▶ _WHAT YOU NEED TO DO_
Swap "one per instance" for "one per occurrence" everywhere in the material below, leave everything else unchanged, and omit the pictures from your output.

[Records from a collection]
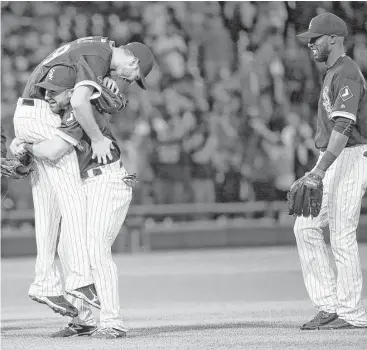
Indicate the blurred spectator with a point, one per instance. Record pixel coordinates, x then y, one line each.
232 99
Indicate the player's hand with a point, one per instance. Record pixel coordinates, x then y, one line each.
102 150
111 84
16 147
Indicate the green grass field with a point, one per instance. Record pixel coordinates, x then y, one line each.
207 299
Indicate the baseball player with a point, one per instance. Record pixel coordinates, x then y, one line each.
341 138
108 199
3 143
91 58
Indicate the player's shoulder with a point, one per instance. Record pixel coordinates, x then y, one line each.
348 68
92 45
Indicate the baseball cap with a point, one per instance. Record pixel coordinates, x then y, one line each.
325 24
59 78
146 60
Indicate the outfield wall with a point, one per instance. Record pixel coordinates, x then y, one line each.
194 235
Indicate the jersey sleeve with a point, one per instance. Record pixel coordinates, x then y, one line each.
90 72
70 130
347 99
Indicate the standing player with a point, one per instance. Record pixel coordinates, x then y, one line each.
91 58
108 199
341 138
3 143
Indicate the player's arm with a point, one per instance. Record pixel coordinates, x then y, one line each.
91 69
345 115
3 143
52 149
67 135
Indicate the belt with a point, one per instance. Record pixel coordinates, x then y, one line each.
357 145
103 169
32 102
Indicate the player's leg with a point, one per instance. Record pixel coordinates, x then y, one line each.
65 178
47 285
47 281
344 212
317 272
34 121
85 322
108 199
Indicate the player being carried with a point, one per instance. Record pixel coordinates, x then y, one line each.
56 185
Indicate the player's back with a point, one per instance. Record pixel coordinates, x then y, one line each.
69 55
350 69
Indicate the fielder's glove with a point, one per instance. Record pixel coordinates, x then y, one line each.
305 196
18 167
130 179
109 102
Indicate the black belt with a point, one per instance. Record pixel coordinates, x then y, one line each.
27 102
98 170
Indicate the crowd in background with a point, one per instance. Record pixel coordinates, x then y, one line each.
232 100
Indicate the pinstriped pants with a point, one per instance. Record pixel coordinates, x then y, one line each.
57 192
345 183
108 200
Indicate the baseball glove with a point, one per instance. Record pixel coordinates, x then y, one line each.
305 196
130 179
18 167
109 102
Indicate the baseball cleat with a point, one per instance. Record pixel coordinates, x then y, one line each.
109 333
338 323
58 304
74 330
321 318
88 294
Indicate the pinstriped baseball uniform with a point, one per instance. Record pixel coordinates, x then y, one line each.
343 94
57 191
108 200
60 180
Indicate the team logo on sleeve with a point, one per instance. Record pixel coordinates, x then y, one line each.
345 93
70 119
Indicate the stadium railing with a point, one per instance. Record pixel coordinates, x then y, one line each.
174 225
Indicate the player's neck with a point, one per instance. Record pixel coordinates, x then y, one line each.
113 64
334 56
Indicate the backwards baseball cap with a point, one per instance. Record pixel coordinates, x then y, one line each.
325 24
59 78
146 60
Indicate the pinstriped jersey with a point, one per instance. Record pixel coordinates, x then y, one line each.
71 131
90 57
343 94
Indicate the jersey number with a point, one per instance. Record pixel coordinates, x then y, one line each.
61 50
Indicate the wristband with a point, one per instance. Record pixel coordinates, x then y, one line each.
28 147
326 160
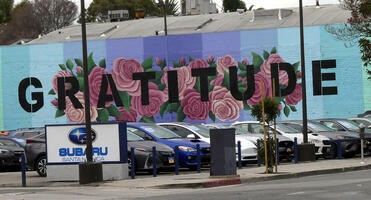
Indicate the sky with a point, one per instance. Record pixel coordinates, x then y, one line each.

▶ _CORRECT RESULT_
Indicate the blurred spectator with a point, one per occurrence. Record pixel coordinates, x then y, one line each.
232 99
Indicate the player's hand with a point, one per occurrence. Record pixel coordinates, x then y, one line each.
102 150
111 84
16 147
Indicate the green grass field with a point, one per occurrence. Record pixel coordinates, x then y, one line each.
207 299
Indicate the baseball player with a point, one per occurrence. Record pixel coordinates, x then y, one line each.
341 138
108 199
3 143
91 58
Indicate the player's shoulder with a point, one per occurrence. Record pixel coordinates, x then y, one line each.
348 68
92 45
Indicate the baseball cap with a point, one per occurrence. Record pixel coordinates, x then y, one line each.
325 24
59 78
146 60
Indicate the outfield wall with a point, one per occurrence. Record pixel coordinates, x then y, one line each.
194 235
Indicate the jersey sleeve with a point, one per occurrence. Record pixel coordinates, x then y, one line each.
90 72
70 130
347 99
Indicate the standing player with a point, one per occurrence. Record pixel coordinates, x then y, one line each.
91 58
108 199
341 138
3 143
Indicate the player's arm with a point, one per occurrence. Record pixel coordinates, x then y, one line each.
91 69
345 115
3 143
52 149
67 135
Indicate the belt with a point, one per occurrence. Record pixel coordinates, x then y, one line each.
357 145
103 169
32 102
Indicate the player's leg with a point, one per occurrence. Record pixel coordinates, x then y, one line each.
65 178
47 285
47 281
344 212
317 272
34 121
85 322
108 199
Indicate the player being carried with a point, one per occurrence. Record pixel coordinates, x then y, one line each.
56 185
Indicate the player's back with a point, one per occurrence. Record pixel coordinates, x then y, one line each.
69 55
350 69
Indicate the fielder's glove with a point, one per occurrence. Record pixel coordinates, x then y, one line each.
305 196
18 167
130 179
109 102
Indicate the black belt with a point, one per occurrence. Record pixel coordinates, x then y, one line each.
27 102
98 170
Indicate the crowd in background with a point, one per occurrence. Record pixel coordinates, x then y, one line each.
232 100
Indicate the pinstriped pants with a point, one per occurrence. Record pixel coordinates, x then y, one line each.
57 192
345 183
108 200
Indicate the baseball glove with a point, one per occurrence. Record pixel coordinates, x then y, one line each.
305 196
130 179
18 167
109 102
Indicate the baseball cleat with a point, one per occurrence. Record pixel coordinates, x then y, one line each.
109 333
338 323
58 304
74 330
321 318
88 294
Indicate the pinstriped baseball uniform with a point, one per occurrence. Record pixel coordinates, x then y, one line each.
343 94
57 191
108 200
60 180
Indicate the team logo on sleeve with a point, one per occurrence. Record pixel coordinates, x then y, one line each.
345 93
70 119
Indicate the stadium railing with a point, one per occurrence. Record pixel coordinates, x then y, one line each.
174 225
Indicate the player's neck with a point, one per occurrence. Record pixel coordinates, x then y, one line each.
113 64
334 56
Indicate the backwards baseball cap with a point, one per occurrence. Record pixel coordinates, x then y, one line each.
325 24
59 78
146 60
Indicate the pinstriped jersey with a point, one per occurrence. Record pixel coordinates, x then y, one line each.
71 131
90 57
343 94
Indicate the jersey number with a point, one per occurrence. Record pixel coordinates, x then y, one line each.
61 50
Indicate the wristband with a point, one per occurrence. Record pixel coordinates, x then y, one line each.
28 147
326 160
Indicate the sky with a point, one per occurrence. Record pixel coordinates, x then y, one line each.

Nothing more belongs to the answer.